_Saved entries_
*** Begin section ***

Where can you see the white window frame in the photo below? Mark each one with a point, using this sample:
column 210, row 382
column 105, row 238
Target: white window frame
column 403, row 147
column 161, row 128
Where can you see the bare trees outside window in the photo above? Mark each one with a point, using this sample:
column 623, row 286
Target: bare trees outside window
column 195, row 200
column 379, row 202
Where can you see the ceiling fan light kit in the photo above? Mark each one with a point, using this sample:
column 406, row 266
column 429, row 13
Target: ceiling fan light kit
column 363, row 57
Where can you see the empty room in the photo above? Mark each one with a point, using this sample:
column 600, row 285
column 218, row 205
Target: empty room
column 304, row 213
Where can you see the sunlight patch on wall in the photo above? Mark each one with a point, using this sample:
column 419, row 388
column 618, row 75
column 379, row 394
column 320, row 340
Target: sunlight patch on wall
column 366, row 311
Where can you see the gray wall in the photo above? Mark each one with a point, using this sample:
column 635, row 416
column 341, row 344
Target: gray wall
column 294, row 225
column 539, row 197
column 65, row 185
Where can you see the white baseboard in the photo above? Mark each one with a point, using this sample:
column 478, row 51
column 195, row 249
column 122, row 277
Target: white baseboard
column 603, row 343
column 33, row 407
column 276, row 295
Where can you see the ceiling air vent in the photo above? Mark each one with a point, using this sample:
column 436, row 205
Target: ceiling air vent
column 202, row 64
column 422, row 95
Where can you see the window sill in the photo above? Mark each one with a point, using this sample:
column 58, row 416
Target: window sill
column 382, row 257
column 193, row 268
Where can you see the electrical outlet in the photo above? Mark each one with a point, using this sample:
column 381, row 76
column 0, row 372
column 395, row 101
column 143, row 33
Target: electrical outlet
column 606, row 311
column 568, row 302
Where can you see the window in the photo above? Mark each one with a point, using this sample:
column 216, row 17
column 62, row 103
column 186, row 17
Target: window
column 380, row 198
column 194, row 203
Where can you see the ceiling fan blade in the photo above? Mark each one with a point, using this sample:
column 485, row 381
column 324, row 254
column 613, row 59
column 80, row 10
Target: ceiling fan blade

*** End section ***

_Required work_
Check every line of the records above for the string "blade". Copy those that hold it.

_Response_
Where can you see the ceiling fan blade in the photo above? Mark each one with a point, using this sample:
Target: ceiling fan blade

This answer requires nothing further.